> _TASK LIST_
- A) Decide whether each statement below agrees with the summary on Armenian text uniqueness. Answer yes or no for each, and quote the words from the summary that settle it. (i) The system focuses on detecting borrowings in the Armenian–English and Armenian–Russian language pairs. (ii) At the first level, semantic analysis is performed using a transformer-based multilingual model. (iii) Structural analysis relies on a method based on Markov chains.
- B) Tally the lines in the rows below that contain the string "yellow". Case counts. Give only the number.

> _TEXT EXCERPT_
....

The Architecture of the Intellectual System for Determining the Degree of Uniqueness of Armenian Text in a Multilingual Environment
The Architecture of the Intellectual System for Determining the Degree of Uniqueness
of Armenian Text in a Multilingual Environment
Petrosyan Gevorg

Summary
Key words: natural language processing, interlingual borrowing, plagiarism, text originality, language model, sentence embedding, transformer
The problem of determining the uniqueness of texts in a multilingual environment, in the context of the availability of translation and rewording tools, has acquired greater importance. Traditional methods of searching for monolingual borrowings based on word coincidences cannot analyze the semantic correspondences between typologically different languages, for example, Armenian, English, and Russian. Without identifying multilingual borrowings, it is impossible to ensure an objective and accurate determination of the degree of text uniqueness. This work presents the architecture of the intellectual system for determining the degree of uniqueness of Armenian texts, with a focus on detecting multilingual borrowings in the Armenian–English and Armenian–Russian language pairs. According to the proposed architecture, the system is presented as a two-level approach to searching for borrowings. At the first level, a search for possible sources is performed based on the most informative parts of speech, which ensures speed and sufficient accuracy in selecting candidate texts. At the second level, the semantic analysis is performed using a multilingual model based on a transformer architecture, which maps sentences from different languages into a common vector space. At this level, structural analysis is also performed using a method based on Markov chains.
DOI: https://doi.org/10.58726/27382923-2025.2-66

....

> _ITEMS_
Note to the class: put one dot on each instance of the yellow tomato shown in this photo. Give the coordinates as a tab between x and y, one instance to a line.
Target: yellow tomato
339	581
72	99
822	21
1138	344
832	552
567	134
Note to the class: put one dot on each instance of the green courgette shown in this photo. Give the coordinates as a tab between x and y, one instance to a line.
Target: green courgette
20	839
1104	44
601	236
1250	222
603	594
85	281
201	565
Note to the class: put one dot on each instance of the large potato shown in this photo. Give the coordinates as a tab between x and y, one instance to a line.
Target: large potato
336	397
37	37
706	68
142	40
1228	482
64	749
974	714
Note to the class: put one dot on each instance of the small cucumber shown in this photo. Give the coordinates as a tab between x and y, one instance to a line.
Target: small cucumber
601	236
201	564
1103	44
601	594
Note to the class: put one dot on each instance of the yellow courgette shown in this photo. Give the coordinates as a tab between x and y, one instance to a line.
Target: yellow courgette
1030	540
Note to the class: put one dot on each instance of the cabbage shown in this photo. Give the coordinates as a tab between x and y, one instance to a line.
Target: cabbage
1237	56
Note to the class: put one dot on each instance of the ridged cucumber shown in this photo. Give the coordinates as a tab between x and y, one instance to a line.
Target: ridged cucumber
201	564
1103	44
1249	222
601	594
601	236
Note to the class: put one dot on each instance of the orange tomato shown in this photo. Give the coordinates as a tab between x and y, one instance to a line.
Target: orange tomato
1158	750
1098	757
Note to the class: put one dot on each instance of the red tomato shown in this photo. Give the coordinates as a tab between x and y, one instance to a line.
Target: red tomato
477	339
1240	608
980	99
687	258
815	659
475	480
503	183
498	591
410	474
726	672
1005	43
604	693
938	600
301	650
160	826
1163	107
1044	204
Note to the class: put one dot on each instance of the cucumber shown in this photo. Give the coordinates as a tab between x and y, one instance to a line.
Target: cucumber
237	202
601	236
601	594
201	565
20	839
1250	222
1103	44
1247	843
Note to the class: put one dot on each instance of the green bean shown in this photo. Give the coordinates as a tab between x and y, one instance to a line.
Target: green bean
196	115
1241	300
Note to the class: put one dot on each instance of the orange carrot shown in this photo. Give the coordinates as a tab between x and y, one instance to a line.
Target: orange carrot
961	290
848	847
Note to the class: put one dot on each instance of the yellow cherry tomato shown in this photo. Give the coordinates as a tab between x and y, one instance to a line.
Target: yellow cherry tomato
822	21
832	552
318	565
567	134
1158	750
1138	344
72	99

....

> _RESULTS_
- A)
(i) Yes: "with a focus on detecting multilingual borrowings in the Armenian–English and Armenian–Russian language pairs"
(ii) No: "At the first level, a search for possible sources is performed based on the most informative parts of speech"
(iii) Yes: "structural analysis is also performed using a method based on Markov chains"

- B) 6